# TASK TO CARRY OUT
I need the lines below from the one with "the white comforter" down to the one with "query | spot the iguana nostril" reproduced exactly, both ends included, and nothing else.
##### EXERCISE MATERIAL #####
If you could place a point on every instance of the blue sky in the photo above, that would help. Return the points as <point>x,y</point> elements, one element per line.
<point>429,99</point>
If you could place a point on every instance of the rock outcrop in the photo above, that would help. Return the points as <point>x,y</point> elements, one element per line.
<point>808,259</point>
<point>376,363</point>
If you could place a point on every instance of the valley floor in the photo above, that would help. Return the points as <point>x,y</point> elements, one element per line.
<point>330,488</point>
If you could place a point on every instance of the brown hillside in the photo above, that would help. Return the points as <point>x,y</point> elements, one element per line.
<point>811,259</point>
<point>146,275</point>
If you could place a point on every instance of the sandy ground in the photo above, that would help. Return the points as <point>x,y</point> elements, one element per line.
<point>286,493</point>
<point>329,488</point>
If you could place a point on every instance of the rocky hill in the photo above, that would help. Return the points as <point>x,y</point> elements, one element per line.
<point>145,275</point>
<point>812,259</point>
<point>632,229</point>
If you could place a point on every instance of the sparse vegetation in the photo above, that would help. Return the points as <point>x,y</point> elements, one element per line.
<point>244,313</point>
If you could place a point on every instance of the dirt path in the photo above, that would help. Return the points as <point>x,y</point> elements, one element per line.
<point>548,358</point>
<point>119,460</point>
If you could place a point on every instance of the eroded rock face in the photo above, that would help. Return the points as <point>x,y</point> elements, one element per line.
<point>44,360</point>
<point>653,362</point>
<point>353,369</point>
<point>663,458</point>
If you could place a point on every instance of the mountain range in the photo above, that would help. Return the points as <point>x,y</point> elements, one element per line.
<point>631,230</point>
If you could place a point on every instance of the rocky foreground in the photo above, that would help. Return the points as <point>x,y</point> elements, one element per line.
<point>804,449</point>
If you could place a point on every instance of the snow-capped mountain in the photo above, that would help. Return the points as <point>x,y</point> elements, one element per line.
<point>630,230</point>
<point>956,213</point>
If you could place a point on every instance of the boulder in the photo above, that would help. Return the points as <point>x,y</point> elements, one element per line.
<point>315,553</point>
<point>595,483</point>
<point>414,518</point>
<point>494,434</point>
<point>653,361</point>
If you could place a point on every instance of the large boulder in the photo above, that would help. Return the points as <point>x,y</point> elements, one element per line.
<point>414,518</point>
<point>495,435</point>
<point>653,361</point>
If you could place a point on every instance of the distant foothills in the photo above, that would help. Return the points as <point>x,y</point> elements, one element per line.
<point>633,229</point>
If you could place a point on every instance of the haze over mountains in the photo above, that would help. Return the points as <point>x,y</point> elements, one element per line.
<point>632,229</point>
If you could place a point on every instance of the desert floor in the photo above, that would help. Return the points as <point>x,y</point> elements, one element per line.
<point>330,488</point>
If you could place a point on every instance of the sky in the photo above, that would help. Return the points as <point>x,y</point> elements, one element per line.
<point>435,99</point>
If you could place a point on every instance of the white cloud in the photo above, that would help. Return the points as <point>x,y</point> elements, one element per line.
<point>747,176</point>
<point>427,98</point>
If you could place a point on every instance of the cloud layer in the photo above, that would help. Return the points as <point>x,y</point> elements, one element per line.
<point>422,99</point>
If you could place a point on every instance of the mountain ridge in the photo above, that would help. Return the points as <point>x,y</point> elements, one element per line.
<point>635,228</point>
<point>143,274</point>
#####
##### EXERCISE MATERIAL #####
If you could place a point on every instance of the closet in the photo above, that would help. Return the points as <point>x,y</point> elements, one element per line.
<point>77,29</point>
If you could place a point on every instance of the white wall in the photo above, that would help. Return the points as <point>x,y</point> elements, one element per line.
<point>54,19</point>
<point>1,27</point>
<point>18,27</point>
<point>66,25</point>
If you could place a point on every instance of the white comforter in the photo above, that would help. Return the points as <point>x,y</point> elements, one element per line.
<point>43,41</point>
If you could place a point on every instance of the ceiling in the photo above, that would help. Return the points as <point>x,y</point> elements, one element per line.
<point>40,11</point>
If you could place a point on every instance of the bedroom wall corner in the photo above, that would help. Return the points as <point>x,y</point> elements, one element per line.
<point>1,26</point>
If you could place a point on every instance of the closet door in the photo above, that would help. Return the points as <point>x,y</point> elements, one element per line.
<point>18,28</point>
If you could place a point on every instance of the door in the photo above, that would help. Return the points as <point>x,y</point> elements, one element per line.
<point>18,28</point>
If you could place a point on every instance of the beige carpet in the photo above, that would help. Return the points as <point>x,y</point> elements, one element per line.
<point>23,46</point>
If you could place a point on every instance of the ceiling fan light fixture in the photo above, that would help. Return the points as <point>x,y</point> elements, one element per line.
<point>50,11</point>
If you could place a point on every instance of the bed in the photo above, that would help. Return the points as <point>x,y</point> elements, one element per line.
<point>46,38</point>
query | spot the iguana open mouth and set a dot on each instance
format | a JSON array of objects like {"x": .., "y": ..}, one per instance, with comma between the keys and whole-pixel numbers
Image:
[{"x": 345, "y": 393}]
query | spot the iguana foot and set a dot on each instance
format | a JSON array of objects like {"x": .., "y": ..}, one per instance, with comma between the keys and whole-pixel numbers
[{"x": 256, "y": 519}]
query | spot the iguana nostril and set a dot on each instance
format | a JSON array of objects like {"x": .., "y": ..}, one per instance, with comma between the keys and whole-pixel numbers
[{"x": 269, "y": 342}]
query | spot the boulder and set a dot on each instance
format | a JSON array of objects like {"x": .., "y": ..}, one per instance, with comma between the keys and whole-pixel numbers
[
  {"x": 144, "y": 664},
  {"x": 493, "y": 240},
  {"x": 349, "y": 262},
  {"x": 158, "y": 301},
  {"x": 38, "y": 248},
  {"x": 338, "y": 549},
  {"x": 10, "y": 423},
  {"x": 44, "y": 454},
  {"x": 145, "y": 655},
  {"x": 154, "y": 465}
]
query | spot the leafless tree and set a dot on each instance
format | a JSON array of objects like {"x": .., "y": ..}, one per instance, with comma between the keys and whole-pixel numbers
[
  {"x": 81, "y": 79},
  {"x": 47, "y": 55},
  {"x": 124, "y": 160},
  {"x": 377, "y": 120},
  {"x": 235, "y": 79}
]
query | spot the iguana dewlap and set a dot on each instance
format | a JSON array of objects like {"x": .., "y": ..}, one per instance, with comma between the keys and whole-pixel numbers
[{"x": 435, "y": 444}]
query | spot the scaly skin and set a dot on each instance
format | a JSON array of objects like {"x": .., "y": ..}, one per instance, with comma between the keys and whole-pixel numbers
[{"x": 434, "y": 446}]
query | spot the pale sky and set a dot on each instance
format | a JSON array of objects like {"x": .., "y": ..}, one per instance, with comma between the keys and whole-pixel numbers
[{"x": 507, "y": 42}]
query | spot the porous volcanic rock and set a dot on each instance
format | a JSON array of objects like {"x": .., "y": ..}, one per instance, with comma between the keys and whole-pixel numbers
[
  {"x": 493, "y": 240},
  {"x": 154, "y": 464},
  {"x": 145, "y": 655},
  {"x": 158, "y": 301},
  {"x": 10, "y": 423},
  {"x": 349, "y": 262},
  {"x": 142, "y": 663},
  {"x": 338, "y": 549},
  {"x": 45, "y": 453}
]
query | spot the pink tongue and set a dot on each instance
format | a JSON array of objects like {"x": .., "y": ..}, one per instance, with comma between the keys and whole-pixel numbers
#####
##### EXERCISE MATERIAL #####
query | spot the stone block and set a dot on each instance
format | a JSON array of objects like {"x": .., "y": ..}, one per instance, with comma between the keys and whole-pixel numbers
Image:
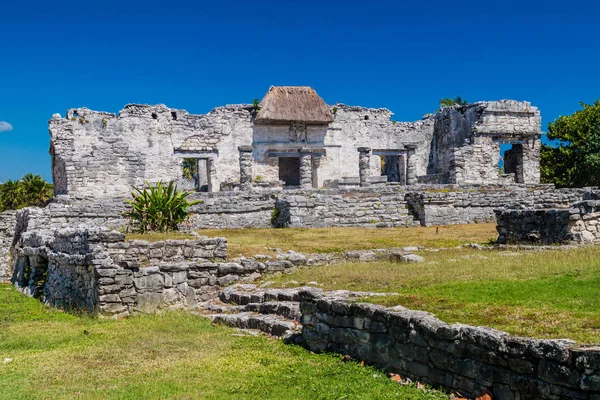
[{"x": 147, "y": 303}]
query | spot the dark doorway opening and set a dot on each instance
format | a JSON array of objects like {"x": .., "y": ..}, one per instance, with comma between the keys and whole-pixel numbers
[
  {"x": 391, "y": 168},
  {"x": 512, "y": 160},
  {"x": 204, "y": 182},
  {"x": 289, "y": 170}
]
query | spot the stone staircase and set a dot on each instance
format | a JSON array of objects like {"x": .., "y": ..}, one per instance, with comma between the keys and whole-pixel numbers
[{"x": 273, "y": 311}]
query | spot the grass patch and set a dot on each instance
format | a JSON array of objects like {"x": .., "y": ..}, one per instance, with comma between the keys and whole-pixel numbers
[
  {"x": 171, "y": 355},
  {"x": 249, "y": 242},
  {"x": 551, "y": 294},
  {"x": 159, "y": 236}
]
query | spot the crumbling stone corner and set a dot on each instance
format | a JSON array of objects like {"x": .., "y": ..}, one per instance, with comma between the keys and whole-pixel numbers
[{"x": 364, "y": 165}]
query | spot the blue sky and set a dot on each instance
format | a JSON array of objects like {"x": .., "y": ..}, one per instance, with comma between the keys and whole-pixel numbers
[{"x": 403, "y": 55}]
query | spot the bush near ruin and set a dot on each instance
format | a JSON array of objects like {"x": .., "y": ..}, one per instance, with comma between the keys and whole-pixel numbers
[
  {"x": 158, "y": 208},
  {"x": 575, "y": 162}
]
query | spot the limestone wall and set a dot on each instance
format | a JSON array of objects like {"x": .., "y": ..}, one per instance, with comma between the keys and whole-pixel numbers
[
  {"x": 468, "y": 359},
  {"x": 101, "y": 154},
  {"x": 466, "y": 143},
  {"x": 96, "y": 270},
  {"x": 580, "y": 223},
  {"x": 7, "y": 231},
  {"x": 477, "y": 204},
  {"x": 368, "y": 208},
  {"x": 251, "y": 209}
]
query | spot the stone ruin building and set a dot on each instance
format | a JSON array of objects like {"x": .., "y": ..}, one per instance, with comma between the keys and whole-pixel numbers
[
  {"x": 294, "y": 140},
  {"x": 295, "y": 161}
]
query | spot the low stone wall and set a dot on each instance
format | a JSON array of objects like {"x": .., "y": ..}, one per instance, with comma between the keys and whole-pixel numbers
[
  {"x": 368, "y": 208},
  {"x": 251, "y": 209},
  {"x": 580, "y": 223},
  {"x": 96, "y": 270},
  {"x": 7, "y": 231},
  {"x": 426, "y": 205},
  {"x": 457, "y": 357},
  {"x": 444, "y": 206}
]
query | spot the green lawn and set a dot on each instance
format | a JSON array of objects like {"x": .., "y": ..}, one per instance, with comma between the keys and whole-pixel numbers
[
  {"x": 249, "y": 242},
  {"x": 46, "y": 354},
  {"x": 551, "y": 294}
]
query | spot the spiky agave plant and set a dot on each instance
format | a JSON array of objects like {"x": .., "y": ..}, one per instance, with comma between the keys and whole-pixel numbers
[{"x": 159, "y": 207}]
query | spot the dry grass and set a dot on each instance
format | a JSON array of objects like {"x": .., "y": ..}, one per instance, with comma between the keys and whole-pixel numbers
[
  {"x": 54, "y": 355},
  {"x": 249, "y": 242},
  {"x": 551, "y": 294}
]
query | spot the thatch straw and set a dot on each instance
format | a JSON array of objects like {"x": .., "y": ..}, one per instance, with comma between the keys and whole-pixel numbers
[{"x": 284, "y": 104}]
#####
# ANSWER BELOW
If you could place a point on every instance of the white comforter in the photo above, that would help. Return the points as <point>x,y</point> elements, one element per line.
<point>43,41</point>
If you could place a point on every instance of the ceiling in the photo above, that would help. Return the points as <point>x,y</point> elements, one element per line.
<point>40,11</point>
If you could place a point on every instance of the bedroom wall corner in the photo above, that would help. Return the points as <point>x,y</point> elements, one element per line.
<point>1,26</point>
If you could place a point on every instance of the closet door in the photo above, that would help. Return the points as <point>x,y</point> elements, one element per line.
<point>18,28</point>
If you could place a point on every instance of the door in the photo above, that would help. Return the points as <point>x,y</point> elements, one element per line.
<point>18,28</point>
If you could place a point on every instance of the beige carpet in the photo above, that would help. Return the points as <point>x,y</point> elements, one element per line.
<point>23,46</point>
If you could place a point on every instance of the ceiling fan light fixture in the photo above, that would help. Return the points as <point>x,y</point> elements, one element per line.
<point>50,11</point>
If you could place a point on every instance of the bed in the photo above, that would help. Return the points as <point>x,y</point> elements, one element per line.
<point>46,38</point>
query | spot the iguana open mouth and set a dot on each instance
format | a JSON array of objects like {"x": .., "y": ..}, one per instance, with comma between the keys and whole-pixel numbers
Image:
[{"x": 345, "y": 393}]
query | spot the iguana foot and set a dot on each instance
format | a JSON array of objects like {"x": .., "y": ..}, one per instance, with comma between the keys and whole-pixel numbers
[{"x": 256, "y": 519}]
query | spot the iguana nostril and set a dot on each instance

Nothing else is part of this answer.